─── RECORD EXCERPTS ───

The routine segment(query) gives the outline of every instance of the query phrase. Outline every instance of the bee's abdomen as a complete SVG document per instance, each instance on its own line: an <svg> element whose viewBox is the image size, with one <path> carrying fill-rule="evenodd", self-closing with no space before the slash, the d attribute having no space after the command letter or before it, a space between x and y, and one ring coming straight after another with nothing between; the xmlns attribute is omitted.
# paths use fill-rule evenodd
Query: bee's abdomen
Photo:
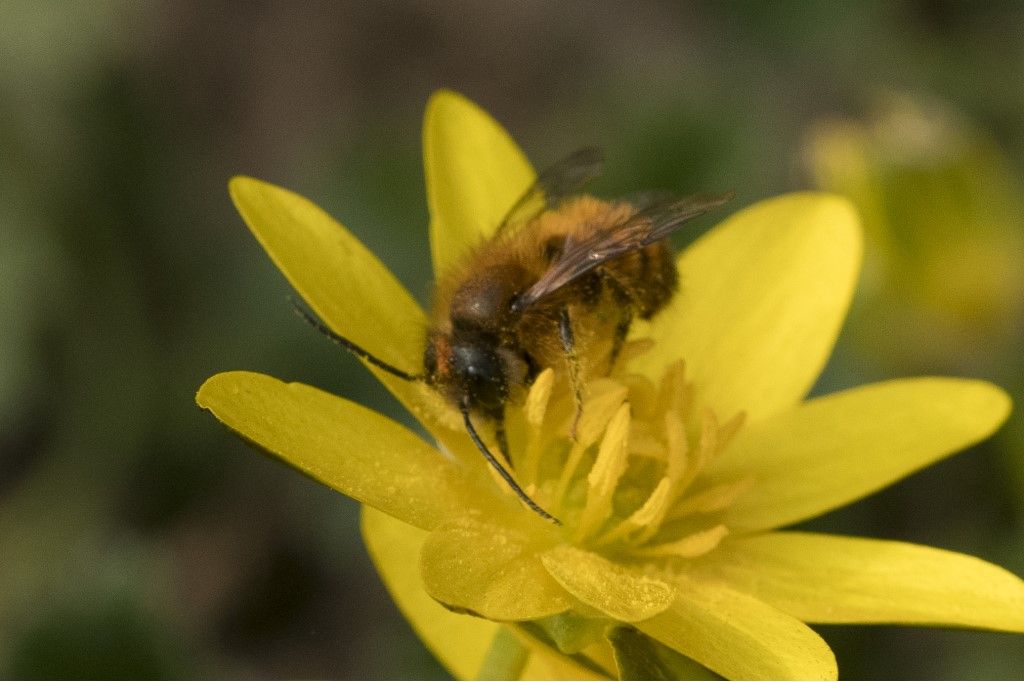
<svg viewBox="0 0 1024 682"><path fill-rule="evenodd" d="M614 280L621 303L647 319L665 307L679 285L675 256L668 241L660 241L609 261L605 276Z"/></svg>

───

**YOUR INSTRUCTIONS:** Would you transcribe, exactly and only, the lines from the one that contains "# paths use fill-rule evenodd" through the last line of the data above, without any pictures?

**SOLUTION TO THIS PROBLEM:**
# paths use fill-rule evenodd
Query: bee's abdomen
Photo:
<svg viewBox="0 0 1024 682"><path fill-rule="evenodd" d="M614 280L621 303L647 319L665 307L679 285L675 256L668 241L660 241L609 261L605 276Z"/></svg>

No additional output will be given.